*Source passage*
Mr McCann lost his parents at a young age and left school early to take up work. "My world changed very fast and, looking back, I think that I wouldn't have been able to deal with the new stresses and responsibilities had the Scout Method not been in place in my life.
"In the Scouts, you learn that everything is achievable when you work as a group. So your mindset begins to change, not noticeably to yourself, but you do start approaching everything in life with a Scout attitude. In other words, you get creative and say to yourself, 'if I can't go that way then I start looking for an alternative way.'"
The Scout Method is the way in which Scouting Ireland delivers its eight-part programme. It contains elements such as 'learning by doing', 'the small group system' and 'personal progression'.
The overall aim is ultimately enjoyment and learning, but the by-product is that young people develop resilience and are given the skills needed to deal with difficulties that can arise in life.
Aoibhinn Moyne (19), a Rover Scout and Young Leader from Carndonagh, Co Donegal, attests to this.
"I have anxiety. I also had a hard time at school. I was bullied a bit. School just wasn't my place, but I always found that going to Scouts was a different experience for me. There was no anxiety, no pressure. This was at the age of seven or eight. I noticed that I wouldn't be anxious in the same way."
Aoibhinn says scouting gave her confidence and her achievements are numerable. She became a National Representative for Scouting Ireland aged 16. It meant delivering a speech in front of her peers, something she would never have contemplated years earlier.
"One of my biggest fears in school was when the teacher would ask you to go get something from another classroom. It absolutely terrified me. I used to get panic attacks and get really sweaty. I used to go really red in the face, but then in Scouts I went for this role. It helped me grow as a person and I was able to get up in a room full of people from all over the country and speak to them," says Aoibhinn.

*Material provided*
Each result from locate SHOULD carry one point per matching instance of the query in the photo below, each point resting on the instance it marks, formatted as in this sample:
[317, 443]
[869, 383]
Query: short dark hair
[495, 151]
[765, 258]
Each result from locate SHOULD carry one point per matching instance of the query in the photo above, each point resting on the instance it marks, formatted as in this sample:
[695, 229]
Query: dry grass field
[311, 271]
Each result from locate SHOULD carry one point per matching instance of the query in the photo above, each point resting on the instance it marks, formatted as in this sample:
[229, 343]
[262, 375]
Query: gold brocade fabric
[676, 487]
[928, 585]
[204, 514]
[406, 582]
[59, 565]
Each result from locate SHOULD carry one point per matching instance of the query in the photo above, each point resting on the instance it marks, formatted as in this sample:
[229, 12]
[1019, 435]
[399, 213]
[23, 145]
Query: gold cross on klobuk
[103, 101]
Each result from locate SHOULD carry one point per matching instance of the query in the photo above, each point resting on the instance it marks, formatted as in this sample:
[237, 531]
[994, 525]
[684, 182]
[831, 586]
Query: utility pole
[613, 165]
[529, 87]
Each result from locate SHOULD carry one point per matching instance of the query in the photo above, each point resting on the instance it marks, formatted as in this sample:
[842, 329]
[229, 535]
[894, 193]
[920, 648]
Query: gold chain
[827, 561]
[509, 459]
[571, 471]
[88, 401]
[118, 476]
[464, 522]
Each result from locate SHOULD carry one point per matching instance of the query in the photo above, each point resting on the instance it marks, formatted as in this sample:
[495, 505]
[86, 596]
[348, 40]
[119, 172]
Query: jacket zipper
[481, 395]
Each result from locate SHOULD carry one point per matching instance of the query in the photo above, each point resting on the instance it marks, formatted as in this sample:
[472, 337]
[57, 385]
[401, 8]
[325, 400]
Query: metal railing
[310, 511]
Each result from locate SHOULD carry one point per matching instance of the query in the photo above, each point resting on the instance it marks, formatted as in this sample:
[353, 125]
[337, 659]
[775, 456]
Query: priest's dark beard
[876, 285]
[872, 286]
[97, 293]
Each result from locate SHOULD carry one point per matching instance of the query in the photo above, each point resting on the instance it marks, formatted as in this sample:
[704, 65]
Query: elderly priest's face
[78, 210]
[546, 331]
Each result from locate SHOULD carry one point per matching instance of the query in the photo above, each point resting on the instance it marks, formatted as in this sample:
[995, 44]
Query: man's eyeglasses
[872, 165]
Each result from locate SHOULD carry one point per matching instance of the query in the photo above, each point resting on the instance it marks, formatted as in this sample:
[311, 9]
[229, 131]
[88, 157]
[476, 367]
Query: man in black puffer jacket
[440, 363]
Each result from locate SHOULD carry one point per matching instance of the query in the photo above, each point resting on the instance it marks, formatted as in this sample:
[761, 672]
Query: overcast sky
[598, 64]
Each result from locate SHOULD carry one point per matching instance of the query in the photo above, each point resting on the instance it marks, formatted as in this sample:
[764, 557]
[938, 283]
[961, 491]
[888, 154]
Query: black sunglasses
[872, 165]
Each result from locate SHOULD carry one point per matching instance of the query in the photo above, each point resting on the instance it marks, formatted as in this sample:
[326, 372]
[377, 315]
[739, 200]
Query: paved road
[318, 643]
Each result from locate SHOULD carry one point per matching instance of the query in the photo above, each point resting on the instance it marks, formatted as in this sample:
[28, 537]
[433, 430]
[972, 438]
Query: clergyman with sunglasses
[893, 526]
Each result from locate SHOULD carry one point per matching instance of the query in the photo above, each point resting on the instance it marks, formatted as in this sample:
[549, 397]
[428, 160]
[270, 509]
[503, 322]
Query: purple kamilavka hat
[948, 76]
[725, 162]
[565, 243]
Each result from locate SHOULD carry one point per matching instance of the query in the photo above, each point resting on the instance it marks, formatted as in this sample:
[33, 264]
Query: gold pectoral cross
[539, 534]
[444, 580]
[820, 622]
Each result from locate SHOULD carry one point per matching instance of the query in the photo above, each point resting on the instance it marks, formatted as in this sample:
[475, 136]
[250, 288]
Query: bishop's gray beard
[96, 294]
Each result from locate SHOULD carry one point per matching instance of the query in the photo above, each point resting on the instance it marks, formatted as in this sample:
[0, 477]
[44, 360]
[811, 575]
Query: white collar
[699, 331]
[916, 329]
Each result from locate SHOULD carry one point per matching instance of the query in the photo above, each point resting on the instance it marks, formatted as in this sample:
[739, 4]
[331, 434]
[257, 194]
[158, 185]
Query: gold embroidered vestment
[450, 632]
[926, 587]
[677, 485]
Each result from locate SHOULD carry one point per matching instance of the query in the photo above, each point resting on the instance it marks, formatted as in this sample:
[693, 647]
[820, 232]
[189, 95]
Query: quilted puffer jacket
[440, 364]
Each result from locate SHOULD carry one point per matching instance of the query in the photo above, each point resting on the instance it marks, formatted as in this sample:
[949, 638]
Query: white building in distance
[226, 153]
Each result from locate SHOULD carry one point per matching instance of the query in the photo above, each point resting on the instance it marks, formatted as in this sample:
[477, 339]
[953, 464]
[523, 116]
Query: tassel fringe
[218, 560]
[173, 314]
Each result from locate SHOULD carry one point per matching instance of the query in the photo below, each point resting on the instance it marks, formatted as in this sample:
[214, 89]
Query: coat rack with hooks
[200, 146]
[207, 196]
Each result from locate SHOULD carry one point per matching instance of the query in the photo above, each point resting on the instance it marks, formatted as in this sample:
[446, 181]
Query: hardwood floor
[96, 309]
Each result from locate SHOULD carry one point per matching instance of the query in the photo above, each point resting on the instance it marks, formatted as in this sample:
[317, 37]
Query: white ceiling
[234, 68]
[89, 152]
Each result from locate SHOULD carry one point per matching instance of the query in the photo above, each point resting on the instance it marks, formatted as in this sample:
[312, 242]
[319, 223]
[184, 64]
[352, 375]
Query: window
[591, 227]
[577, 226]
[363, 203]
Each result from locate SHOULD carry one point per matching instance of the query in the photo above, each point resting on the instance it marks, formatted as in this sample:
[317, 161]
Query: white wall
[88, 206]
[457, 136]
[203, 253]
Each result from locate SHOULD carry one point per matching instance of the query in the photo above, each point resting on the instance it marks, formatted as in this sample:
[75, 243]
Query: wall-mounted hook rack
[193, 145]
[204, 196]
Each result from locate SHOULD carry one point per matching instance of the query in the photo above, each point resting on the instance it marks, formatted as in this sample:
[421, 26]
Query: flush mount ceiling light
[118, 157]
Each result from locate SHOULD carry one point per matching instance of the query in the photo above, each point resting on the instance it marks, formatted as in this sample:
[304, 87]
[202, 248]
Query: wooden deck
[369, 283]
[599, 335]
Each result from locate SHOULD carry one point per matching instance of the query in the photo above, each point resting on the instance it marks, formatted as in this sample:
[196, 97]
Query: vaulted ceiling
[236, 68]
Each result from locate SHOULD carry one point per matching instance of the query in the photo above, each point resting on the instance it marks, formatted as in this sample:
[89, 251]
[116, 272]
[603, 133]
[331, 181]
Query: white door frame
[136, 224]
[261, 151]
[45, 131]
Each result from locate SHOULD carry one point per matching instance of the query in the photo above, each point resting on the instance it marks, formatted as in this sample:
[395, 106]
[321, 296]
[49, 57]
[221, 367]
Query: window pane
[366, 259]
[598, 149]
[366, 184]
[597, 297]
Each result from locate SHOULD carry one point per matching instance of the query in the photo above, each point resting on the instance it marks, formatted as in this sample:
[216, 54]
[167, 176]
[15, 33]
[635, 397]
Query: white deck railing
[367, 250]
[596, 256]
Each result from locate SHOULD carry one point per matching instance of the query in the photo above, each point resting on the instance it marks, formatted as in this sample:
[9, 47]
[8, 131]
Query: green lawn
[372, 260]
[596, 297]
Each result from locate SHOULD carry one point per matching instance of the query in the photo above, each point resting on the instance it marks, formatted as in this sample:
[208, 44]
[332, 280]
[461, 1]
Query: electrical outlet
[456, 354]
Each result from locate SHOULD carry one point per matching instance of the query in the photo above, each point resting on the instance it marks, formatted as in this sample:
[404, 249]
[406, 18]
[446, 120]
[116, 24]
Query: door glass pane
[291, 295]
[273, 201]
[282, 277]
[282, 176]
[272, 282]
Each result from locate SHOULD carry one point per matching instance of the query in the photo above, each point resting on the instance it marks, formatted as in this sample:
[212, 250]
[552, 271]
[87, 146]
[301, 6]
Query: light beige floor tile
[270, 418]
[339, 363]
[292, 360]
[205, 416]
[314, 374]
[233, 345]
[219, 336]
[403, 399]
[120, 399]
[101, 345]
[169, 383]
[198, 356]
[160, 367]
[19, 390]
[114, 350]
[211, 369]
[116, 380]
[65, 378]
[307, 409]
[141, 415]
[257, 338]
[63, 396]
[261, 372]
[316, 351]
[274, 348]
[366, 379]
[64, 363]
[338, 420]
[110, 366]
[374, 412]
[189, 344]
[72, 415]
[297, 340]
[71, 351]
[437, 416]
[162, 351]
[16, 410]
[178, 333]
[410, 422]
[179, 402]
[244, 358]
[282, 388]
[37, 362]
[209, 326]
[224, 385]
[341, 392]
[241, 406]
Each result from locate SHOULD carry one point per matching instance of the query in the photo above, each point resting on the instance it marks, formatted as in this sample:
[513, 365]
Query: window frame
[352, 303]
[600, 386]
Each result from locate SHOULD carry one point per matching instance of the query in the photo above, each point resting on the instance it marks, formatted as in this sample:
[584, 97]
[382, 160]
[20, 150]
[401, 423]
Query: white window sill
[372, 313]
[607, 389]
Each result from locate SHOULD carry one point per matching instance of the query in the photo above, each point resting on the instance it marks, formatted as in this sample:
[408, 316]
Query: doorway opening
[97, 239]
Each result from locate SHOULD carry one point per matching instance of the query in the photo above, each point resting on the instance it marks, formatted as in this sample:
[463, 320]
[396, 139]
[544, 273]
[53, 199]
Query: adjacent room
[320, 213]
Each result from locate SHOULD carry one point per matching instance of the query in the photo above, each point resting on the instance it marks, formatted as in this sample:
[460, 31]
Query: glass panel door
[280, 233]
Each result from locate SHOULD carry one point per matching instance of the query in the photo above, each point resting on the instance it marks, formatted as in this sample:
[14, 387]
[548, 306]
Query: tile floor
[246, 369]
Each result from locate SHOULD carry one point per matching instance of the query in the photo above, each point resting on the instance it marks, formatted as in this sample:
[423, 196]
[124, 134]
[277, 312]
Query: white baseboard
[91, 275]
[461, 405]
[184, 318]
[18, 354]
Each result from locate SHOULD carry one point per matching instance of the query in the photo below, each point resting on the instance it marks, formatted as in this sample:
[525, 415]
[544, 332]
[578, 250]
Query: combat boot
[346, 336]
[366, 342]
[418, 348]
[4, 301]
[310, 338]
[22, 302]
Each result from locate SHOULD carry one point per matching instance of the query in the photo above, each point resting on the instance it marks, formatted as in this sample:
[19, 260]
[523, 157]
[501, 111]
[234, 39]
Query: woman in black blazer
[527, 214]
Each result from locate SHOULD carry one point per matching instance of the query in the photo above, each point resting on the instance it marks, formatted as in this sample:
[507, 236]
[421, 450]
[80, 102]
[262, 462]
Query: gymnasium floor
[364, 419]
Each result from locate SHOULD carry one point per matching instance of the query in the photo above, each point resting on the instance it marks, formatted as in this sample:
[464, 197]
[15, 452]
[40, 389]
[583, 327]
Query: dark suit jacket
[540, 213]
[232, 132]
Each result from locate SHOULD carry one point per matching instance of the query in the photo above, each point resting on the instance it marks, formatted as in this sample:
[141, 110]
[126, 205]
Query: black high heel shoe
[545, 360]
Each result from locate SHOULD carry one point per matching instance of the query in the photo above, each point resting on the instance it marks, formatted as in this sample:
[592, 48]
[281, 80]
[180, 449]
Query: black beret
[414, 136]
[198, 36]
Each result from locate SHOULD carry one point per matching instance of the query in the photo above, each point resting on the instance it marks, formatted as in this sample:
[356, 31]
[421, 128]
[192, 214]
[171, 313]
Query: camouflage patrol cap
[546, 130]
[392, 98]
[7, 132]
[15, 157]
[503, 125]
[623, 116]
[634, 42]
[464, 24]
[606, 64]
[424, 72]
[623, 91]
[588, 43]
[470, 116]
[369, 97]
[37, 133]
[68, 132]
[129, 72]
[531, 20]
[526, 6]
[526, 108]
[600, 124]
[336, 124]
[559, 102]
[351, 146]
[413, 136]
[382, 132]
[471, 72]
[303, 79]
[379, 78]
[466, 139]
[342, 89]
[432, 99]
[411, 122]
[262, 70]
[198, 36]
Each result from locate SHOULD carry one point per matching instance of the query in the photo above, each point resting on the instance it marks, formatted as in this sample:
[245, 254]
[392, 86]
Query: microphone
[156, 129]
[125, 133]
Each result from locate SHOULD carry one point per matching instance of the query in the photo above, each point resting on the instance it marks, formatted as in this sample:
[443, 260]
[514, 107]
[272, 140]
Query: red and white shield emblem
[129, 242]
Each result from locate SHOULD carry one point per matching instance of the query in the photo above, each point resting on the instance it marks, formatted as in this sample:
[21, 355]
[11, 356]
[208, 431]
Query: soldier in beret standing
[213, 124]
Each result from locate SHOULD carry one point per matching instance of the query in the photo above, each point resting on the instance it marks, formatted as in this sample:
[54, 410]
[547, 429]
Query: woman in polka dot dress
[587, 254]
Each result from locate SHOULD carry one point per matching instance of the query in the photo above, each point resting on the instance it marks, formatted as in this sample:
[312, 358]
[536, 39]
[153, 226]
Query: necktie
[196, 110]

*Work item*
Go on with the article on Scouting Ireland and resilience in young people, picking up directly after its final sentence. The records are separate material and are unrelated to the article on Scouting Ireland.

*Task result*
Mike Walker, a 42-year-old from Stillorgan, Co Dublin, has been involved in the Scouts since he was seven years old. He is part of a team that arranges the Sionnach Adventures, weekend expeditions for Scouts, and quotes the Christy Moore line from 'Lisdoonvarna' - 'Everybody needs a break, climb a mountain or jump in a lake' - as his preferred method for dealing with stress.
"It certainly works for me. I do feel very privileged to have had the exposure to the outdoors at an early age through the Scouts. You learn something about yourself and about the outdoors when you stand at a base of a mountain and then set about climbing it.
"It gives you perspective and distance from your everyday life. It gives you a distance from all of those things that might consume you, whether it's stress, anxiety or Donald Trump being elected," says Mike.
Although cautious about the study, Dr Gaynor can see the obvious benefits of the Scout lifestyle - from lessons in altruism to challenging oneself. "These are skills we all need," he says. "But it has to be a good fit for the child. There is no single solution. Some children may hate the outdoors. Forcing them into something they hate won't bring the benefits we want. Finding activities that teach these skills, but fit our individual children is really important.
"Intuitively it sounds like attending something that's outdoors, that's team-based, that's social, that gives healthy challenges is probably a good thing," he adds.
"To say that Scouts is good above and beyond being part of your local GAA club, or chess club, or attending the choir, I suspect would struggle to stand up."